Your assignment:
Repeat, exactly and alone, every line from the line that contains "Task: in the photo above, where can the fireplace hearth" to the end of the entries.

Material provided:
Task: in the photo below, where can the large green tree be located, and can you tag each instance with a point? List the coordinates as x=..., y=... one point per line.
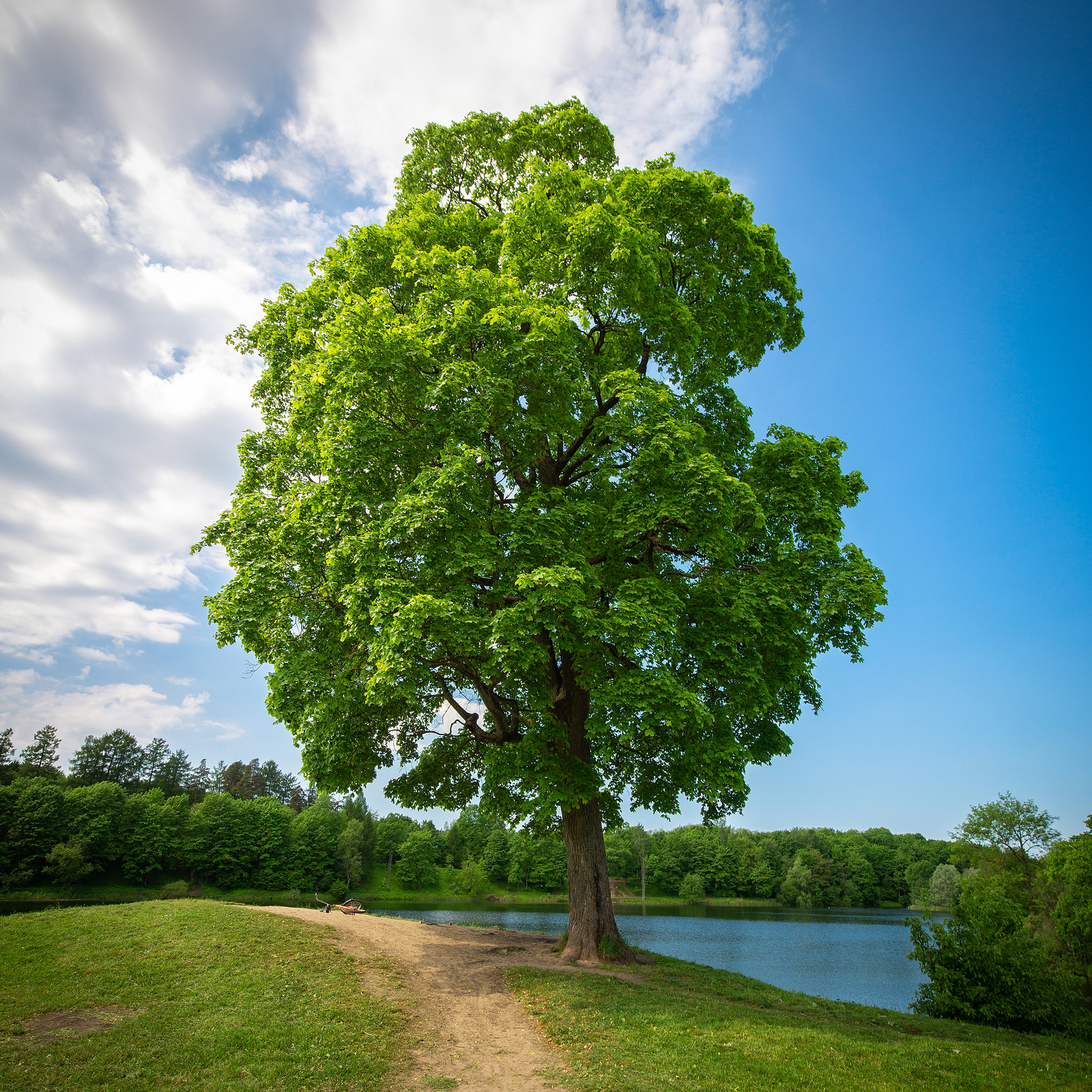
x=503, y=470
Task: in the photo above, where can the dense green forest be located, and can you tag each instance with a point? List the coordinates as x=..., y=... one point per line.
x=146, y=813
x=1017, y=951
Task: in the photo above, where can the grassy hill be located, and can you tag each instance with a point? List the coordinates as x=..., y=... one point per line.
x=200, y=994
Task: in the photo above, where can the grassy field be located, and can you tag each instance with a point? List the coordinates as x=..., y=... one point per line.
x=209, y=997
x=114, y=889
x=693, y=1028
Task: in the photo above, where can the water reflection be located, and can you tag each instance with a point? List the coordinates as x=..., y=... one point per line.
x=848, y=954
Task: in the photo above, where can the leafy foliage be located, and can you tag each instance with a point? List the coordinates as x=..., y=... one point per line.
x=693, y=888
x=502, y=463
x=1018, y=949
x=986, y=967
x=1017, y=829
x=416, y=865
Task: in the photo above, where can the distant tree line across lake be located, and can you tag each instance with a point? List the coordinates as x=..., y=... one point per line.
x=148, y=812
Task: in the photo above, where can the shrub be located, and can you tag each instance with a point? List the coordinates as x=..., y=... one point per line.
x=944, y=886
x=470, y=879
x=693, y=888
x=417, y=865
x=67, y=864
x=985, y=967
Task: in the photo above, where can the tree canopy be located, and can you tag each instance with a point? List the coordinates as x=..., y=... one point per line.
x=503, y=471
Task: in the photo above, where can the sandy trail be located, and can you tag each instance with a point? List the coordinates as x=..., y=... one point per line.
x=468, y=1025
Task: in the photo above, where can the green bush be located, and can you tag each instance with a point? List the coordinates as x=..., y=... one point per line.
x=417, y=864
x=470, y=879
x=986, y=967
x=67, y=864
x=693, y=888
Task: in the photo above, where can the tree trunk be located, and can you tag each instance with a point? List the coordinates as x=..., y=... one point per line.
x=591, y=914
x=593, y=932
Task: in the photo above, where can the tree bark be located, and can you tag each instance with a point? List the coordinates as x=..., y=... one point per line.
x=591, y=914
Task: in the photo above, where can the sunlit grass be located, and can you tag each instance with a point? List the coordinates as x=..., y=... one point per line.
x=689, y=1027
x=221, y=998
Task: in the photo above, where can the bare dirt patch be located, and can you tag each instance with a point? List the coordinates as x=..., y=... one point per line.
x=468, y=1026
x=79, y=1022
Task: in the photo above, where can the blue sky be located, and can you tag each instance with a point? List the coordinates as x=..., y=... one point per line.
x=926, y=171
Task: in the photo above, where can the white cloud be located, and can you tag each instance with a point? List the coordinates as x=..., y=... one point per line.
x=170, y=166
x=106, y=657
x=31, y=701
x=228, y=731
x=656, y=74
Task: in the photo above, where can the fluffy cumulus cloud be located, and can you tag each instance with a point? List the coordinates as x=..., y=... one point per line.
x=168, y=166
x=31, y=700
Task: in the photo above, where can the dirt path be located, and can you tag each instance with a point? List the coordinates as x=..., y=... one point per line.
x=468, y=1025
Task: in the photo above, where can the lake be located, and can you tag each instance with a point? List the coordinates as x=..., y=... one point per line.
x=845, y=954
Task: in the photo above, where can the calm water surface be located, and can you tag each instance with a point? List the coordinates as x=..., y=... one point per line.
x=845, y=954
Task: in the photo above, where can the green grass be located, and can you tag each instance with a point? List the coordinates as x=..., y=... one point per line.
x=689, y=1027
x=222, y=998
x=114, y=889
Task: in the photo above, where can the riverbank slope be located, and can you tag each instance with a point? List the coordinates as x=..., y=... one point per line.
x=233, y=997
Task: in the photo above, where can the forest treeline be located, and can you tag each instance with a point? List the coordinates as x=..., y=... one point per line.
x=149, y=812
x=1017, y=951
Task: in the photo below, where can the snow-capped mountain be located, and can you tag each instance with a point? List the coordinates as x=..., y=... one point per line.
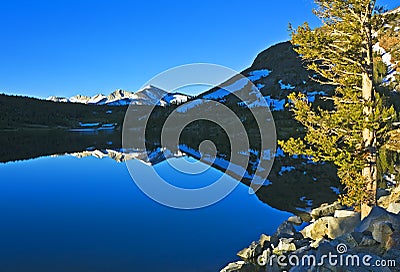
x=149, y=95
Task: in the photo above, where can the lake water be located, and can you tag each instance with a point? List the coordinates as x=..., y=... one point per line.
x=86, y=214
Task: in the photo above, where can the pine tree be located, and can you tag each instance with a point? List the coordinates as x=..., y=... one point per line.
x=351, y=130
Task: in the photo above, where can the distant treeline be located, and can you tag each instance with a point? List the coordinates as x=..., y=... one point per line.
x=17, y=112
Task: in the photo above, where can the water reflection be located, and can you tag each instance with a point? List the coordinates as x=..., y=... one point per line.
x=294, y=184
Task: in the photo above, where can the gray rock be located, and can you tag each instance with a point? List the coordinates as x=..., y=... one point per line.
x=393, y=255
x=239, y=266
x=295, y=220
x=326, y=210
x=330, y=227
x=285, y=230
x=381, y=232
x=232, y=267
x=317, y=242
x=346, y=213
x=251, y=252
x=394, y=208
x=348, y=239
x=367, y=241
x=394, y=241
x=379, y=214
x=286, y=244
x=265, y=241
x=382, y=192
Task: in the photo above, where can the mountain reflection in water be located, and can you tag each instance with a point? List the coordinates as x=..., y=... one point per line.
x=294, y=184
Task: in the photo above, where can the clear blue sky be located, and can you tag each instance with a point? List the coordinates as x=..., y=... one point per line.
x=67, y=47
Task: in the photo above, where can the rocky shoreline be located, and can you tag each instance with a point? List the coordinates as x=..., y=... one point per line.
x=335, y=239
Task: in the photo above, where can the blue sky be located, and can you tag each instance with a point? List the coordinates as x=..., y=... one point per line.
x=83, y=46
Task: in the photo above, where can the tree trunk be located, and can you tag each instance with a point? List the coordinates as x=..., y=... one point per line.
x=369, y=172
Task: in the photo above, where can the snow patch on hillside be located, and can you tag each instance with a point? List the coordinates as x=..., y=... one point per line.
x=285, y=86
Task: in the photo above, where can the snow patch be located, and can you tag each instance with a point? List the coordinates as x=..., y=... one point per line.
x=285, y=86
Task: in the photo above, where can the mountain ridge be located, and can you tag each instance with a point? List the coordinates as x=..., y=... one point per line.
x=149, y=95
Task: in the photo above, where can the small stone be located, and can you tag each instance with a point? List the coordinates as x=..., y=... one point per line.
x=377, y=215
x=232, y=267
x=249, y=253
x=285, y=230
x=317, y=242
x=265, y=241
x=347, y=239
x=326, y=210
x=394, y=208
x=381, y=232
x=330, y=227
x=286, y=245
x=368, y=241
x=393, y=241
x=346, y=213
x=295, y=220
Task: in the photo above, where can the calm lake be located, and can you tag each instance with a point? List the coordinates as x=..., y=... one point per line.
x=65, y=213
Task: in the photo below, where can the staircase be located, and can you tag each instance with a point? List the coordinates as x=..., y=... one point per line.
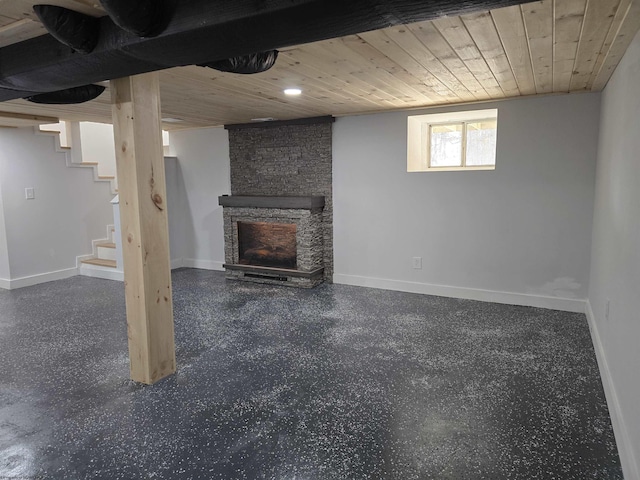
x=103, y=262
x=105, y=259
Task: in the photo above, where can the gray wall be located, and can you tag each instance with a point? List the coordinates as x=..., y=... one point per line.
x=200, y=176
x=519, y=234
x=615, y=255
x=286, y=160
x=46, y=234
x=4, y=253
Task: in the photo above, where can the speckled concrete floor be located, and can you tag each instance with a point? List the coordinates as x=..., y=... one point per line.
x=278, y=383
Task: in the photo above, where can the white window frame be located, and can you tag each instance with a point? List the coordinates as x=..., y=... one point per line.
x=419, y=138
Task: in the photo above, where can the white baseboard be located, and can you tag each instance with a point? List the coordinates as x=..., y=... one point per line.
x=96, y=271
x=203, y=264
x=509, y=298
x=177, y=263
x=28, y=281
x=625, y=448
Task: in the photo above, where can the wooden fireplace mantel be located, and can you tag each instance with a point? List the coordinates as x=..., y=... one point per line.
x=268, y=201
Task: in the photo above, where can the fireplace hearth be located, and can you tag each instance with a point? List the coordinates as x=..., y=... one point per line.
x=274, y=239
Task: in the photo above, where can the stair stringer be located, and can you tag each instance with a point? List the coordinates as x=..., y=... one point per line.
x=73, y=156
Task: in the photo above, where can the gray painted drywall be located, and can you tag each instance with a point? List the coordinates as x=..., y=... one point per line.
x=615, y=254
x=524, y=228
x=69, y=210
x=203, y=167
x=4, y=254
x=176, y=207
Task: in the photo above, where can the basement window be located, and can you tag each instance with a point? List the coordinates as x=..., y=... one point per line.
x=452, y=141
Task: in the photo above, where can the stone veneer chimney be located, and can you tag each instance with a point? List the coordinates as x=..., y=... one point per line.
x=285, y=159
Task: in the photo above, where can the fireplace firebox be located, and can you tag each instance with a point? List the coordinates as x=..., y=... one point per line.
x=267, y=244
x=274, y=239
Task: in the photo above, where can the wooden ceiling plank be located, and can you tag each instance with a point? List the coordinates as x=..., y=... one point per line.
x=614, y=30
x=20, y=9
x=336, y=86
x=316, y=56
x=511, y=30
x=438, y=46
x=598, y=19
x=421, y=63
x=368, y=73
x=626, y=33
x=20, y=30
x=221, y=89
x=224, y=91
x=17, y=120
x=456, y=34
x=538, y=20
x=399, y=64
x=568, y=20
x=483, y=32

Response:
Task: in the photo above, where can the fireplace hearth be located, and can you tag each instance with a point? List the coordinates as x=..., y=... one point per line.
x=274, y=239
Task: in the photo above, where can the stair stringer be located, and can you tag each instance with a point? List the coordinates as x=..., y=... one point per line.
x=73, y=156
Task: in the photo above, where can the gray painted drywall be located, and can you tag each instance with a point? List the coordinates as x=..., y=... one point per line.
x=615, y=254
x=524, y=228
x=69, y=210
x=203, y=167
x=4, y=254
x=176, y=207
Task: in the photo above, where can the basement window be located, and can you tag each instance with a point? List the coordinates as x=..., y=... one point per line.
x=452, y=141
Task: in the photo above, where can the stone veneer chimney be located, and can you tag each instance with a point? List the coordinates as x=..., y=... one point per line.
x=285, y=159
Task: in the photo above, where can the fireplace firebox be located, and can you tag each instance with a point? List the coordinates as x=..., y=... one point per line.
x=267, y=244
x=274, y=239
Task: in the photo above, where can the wooden ceiling plank be located, and can you tag each instance with a point? List the coordinates as x=..., y=... one point per line.
x=614, y=30
x=20, y=9
x=336, y=86
x=316, y=56
x=511, y=30
x=438, y=46
x=598, y=19
x=421, y=63
x=368, y=73
x=626, y=33
x=20, y=30
x=221, y=89
x=224, y=91
x=17, y=120
x=456, y=34
x=538, y=20
x=399, y=64
x=568, y=20
x=483, y=32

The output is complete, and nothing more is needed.